§ About this exercise
Copy all the lines of the data that include the word "panel".

§ Given records
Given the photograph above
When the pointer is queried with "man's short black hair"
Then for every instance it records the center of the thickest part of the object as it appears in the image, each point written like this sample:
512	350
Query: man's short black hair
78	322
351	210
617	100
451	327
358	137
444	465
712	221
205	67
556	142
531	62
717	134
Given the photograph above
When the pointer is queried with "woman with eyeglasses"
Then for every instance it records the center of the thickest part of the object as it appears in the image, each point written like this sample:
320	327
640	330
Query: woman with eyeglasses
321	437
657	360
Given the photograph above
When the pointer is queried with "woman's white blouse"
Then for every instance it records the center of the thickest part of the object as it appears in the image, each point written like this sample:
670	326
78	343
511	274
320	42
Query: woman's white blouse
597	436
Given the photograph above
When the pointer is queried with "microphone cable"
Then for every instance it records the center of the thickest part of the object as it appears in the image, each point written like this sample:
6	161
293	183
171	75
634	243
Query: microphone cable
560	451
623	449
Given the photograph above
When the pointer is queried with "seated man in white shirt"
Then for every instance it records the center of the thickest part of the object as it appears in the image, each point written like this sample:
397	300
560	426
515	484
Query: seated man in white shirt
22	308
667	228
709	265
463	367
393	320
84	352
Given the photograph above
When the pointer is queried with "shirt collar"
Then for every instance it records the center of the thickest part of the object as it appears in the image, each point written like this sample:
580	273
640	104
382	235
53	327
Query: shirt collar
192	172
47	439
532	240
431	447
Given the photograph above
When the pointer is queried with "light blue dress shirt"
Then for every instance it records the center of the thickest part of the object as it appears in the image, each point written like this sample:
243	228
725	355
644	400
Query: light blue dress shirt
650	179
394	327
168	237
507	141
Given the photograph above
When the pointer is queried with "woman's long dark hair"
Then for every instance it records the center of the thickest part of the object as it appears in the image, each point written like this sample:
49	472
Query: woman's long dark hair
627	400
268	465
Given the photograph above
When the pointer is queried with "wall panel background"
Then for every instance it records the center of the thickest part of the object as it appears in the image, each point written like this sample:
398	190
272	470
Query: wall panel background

§ Written answer
When the pointer is queried with "wall panel background"
Query: wall panel background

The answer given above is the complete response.